* Data:

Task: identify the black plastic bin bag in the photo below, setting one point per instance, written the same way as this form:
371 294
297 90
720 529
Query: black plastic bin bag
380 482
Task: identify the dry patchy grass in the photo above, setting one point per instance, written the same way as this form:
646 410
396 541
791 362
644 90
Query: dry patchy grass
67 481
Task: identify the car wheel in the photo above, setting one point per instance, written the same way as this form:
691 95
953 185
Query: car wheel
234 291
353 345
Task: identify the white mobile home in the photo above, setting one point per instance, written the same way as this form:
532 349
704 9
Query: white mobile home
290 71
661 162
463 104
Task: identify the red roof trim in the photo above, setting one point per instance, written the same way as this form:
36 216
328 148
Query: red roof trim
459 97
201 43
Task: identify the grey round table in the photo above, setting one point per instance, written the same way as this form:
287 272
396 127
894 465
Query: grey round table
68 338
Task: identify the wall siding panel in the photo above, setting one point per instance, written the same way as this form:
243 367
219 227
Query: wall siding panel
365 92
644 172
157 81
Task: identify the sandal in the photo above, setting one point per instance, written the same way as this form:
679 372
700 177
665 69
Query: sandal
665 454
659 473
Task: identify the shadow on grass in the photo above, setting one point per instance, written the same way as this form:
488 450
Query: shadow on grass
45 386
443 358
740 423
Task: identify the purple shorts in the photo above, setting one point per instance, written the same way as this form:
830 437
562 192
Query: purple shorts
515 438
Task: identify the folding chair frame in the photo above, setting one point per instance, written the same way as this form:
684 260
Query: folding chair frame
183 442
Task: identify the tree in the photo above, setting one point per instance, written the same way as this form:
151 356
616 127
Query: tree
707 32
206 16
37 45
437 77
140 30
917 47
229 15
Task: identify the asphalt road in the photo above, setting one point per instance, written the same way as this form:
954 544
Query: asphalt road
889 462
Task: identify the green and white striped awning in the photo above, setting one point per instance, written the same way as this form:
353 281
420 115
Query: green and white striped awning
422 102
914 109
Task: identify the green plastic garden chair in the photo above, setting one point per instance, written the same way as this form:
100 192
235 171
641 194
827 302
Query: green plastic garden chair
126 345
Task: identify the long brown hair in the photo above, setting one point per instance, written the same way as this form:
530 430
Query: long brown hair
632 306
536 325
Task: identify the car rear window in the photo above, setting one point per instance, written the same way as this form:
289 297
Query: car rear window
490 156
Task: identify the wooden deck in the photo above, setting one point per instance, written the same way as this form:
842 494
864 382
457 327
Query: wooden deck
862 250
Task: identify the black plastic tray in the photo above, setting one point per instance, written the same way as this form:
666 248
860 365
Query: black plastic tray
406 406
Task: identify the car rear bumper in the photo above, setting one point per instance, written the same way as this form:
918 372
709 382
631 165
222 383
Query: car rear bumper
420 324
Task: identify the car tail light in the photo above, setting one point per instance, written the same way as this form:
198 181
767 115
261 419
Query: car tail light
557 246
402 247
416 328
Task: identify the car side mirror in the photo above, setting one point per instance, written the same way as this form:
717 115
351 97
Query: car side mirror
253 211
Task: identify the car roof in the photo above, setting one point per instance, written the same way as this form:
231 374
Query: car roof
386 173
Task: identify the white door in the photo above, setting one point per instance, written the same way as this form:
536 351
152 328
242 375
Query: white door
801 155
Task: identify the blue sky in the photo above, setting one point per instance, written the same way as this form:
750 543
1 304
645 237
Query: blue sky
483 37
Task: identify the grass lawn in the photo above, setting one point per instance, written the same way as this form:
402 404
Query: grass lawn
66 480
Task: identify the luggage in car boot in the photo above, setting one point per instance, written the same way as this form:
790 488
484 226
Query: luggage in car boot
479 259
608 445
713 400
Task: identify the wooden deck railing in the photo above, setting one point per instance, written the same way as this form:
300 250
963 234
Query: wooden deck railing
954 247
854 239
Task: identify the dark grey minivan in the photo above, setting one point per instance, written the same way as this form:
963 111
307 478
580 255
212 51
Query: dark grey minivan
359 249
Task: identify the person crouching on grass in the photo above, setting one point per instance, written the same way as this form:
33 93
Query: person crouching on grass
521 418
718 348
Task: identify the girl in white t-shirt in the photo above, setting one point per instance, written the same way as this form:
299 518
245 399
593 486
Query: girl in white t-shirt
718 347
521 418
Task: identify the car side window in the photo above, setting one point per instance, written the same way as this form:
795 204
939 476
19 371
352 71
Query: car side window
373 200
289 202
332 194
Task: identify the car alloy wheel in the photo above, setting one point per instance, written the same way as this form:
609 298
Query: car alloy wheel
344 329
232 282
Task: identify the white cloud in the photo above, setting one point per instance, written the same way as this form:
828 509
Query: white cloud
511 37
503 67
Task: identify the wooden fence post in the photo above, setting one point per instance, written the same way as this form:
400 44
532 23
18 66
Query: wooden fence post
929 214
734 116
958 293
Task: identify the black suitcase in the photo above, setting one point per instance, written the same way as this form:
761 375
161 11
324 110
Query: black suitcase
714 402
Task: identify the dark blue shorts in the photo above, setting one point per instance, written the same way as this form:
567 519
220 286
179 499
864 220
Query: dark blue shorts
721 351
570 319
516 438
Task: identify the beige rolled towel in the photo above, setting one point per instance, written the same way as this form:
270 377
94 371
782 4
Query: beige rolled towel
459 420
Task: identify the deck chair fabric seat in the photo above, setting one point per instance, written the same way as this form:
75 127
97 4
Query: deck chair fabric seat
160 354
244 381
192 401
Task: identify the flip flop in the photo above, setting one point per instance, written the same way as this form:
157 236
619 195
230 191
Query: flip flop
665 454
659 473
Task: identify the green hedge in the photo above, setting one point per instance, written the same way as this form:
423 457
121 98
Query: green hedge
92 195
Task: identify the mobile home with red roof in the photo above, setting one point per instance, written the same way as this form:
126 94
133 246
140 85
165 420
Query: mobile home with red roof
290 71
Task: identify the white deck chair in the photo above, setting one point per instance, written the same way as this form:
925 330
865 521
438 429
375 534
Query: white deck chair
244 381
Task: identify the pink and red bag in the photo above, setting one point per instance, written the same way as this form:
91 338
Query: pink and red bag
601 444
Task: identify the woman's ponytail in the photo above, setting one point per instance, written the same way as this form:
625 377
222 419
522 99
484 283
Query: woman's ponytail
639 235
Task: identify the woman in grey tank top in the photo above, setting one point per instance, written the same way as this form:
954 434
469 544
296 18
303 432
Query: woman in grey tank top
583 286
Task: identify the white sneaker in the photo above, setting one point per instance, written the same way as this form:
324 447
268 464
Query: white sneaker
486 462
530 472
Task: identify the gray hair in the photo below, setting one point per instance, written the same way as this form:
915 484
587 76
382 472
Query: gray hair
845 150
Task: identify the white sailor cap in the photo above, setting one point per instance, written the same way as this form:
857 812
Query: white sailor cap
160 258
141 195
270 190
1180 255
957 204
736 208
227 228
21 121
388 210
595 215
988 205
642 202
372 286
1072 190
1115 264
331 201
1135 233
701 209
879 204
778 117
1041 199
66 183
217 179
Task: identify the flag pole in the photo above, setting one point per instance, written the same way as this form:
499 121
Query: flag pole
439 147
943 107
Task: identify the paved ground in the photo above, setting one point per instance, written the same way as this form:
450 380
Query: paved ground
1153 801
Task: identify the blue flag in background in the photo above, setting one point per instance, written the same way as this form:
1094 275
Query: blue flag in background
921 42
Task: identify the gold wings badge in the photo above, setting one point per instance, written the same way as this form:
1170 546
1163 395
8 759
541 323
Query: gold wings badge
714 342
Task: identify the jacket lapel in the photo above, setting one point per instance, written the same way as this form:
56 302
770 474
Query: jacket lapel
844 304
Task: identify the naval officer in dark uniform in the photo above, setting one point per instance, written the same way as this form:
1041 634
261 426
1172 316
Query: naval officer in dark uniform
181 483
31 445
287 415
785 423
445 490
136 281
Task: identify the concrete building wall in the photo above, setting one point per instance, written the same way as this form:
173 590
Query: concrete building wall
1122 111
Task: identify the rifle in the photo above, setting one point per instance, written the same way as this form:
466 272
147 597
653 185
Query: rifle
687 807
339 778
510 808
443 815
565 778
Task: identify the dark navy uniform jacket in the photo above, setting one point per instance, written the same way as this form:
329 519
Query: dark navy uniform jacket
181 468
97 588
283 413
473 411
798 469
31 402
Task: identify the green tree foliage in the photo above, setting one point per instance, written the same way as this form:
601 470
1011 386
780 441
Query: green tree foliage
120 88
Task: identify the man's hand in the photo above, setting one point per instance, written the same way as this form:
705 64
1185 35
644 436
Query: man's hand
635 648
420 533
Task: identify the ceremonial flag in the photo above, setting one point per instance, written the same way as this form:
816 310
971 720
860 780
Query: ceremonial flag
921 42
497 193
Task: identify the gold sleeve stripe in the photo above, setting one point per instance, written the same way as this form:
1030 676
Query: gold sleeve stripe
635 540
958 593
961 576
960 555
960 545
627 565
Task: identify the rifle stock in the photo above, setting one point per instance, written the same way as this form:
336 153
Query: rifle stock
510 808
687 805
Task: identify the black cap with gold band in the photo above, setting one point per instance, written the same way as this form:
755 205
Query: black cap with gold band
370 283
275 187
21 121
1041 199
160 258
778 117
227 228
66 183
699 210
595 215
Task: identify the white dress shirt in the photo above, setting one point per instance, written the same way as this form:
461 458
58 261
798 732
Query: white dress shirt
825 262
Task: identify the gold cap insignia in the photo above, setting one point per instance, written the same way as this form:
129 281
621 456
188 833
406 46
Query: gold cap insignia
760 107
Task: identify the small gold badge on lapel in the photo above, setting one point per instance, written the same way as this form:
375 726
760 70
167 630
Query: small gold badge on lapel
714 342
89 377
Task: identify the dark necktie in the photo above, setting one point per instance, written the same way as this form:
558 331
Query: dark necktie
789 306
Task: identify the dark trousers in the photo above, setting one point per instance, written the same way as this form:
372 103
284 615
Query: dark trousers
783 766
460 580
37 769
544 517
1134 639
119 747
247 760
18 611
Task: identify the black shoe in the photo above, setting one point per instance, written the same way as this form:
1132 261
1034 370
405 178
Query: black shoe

* Direction: The line containing "Task: identify the gold cap" marks the start; retype it and each line after it through the end of the records above, exactly.

* Result:
Task: identify the gold cap insignia in the photo above, setting one point per instance, written the same way as this form:
129 281
621 456
188 833
406 46
Query: gold cap insignia
760 107
Task: identify the small gold badge on lapel in the photo above, setting one point per instance, written the same way as this form:
375 726
760 70
167 630
Query: small gold badge on lapel
714 342
89 377
Task: identify the dark necktie in the photo above, setting one point per instance, written the same way as this form:
558 331
Query: dark necktie
789 306
Task: identify the dark trousers in the photo above, setting one point per instance, written the same way as this form:
372 103
284 615
Query: dark trousers
783 766
460 580
37 769
544 517
1134 639
119 747
247 760
18 611
Task: identify the black shoe in the photo above, setting one point per instance, written the same way as this form:
1132 261
1034 370
405 178
Query: black shoe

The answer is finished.